(What to work on)
For this exercise, transcribe the records below without changing a word.

Material provided: Begin

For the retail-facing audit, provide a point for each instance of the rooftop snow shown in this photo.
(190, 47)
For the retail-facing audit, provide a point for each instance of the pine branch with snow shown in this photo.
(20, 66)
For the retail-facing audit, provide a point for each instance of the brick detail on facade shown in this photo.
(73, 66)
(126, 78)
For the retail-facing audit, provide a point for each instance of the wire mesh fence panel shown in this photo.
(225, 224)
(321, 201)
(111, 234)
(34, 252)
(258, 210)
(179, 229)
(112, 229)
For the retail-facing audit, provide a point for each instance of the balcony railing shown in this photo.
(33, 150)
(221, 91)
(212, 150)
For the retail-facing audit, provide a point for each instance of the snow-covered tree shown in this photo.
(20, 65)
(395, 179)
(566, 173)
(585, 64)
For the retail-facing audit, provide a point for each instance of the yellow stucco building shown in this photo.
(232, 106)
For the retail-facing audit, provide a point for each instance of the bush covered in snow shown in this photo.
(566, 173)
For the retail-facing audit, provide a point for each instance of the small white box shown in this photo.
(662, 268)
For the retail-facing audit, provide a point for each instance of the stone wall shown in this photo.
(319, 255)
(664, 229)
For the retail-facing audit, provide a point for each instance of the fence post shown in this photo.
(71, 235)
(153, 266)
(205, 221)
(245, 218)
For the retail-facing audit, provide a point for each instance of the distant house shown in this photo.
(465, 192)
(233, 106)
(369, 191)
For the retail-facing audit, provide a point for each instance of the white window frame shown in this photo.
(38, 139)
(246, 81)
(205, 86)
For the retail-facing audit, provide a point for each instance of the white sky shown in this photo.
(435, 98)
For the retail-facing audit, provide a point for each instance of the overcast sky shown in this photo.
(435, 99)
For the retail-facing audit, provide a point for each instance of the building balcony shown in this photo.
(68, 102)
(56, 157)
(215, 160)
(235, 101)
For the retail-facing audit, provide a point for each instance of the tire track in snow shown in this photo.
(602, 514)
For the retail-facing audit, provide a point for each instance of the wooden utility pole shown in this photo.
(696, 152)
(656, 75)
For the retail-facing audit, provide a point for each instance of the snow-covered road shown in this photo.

Material provided: End

(Answer below)
For the retail-facing audit, provide a point for each instance of the rooftop snow shown in this photo.
(190, 47)
For the retail-facing audit, provide a point for each instance of the pine branch with snow shown in this photo.
(20, 66)
For the retail-facing audit, provide a point for each instance of the brick detail on facade shown in this photo.
(73, 66)
(126, 78)
For the retail-facing audit, provide a point for each instance of the wire mesh fence panel shown in this photo.
(225, 224)
(321, 201)
(111, 234)
(34, 252)
(258, 210)
(179, 229)
(112, 229)
For the retail-facing audit, provide a point for each instance of the balcony railing shown in this photo.
(33, 150)
(221, 91)
(212, 150)
For the retail-facing audit, provide a point for each instance of the snow-covered tree shown in this photo.
(20, 65)
(395, 179)
(566, 173)
(585, 64)
For the retail-facing audit, provide a point for each instance of the yellow stucco building shown in this photo.
(232, 106)
For the retail-facing audit, provide a point for each instance of the bush covered in snow shown in this photo.
(566, 173)
For the retail-facing audit, provide a point for each instance of the small white box shown in this photo.
(662, 268)
For the retail-facing audit, provide a point for each instance of the stone wall shown in this photo.
(319, 255)
(664, 229)
For the retail-facing audit, provide a point for each instance of the fence post shown in this photo.
(71, 235)
(153, 266)
(205, 221)
(245, 218)
For the retail-facing audit, provide a point for each instance of the distant house shown in this photo.
(465, 192)
(233, 106)
(369, 191)
For the retail-facing audit, provide a point for each instance of the white window frame shown in this photo.
(38, 139)
(246, 81)
(205, 86)
For the retail-facing audit, provide a point for each instance of the white sky shown in this photo.
(435, 98)
For the retail-facing audit, provide a point for each instance of the overcast sky shown in this photo.
(435, 99)
For the retail-facing audit, provide a point for each instance of the building balcony shown in this photo.
(68, 102)
(56, 157)
(215, 160)
(235, 101)
For the retail-facing audit, provide a point for each instance of the tire track in snow shown in this photo.
(602, 514)
For the retail-facing audit, provide a point for each instance of the wooden utility pole shown in this photo.
(696, 152)
(656, 75)
For the retail-facing audit, provide a point for each instance of the snow-covered road shown in this photo.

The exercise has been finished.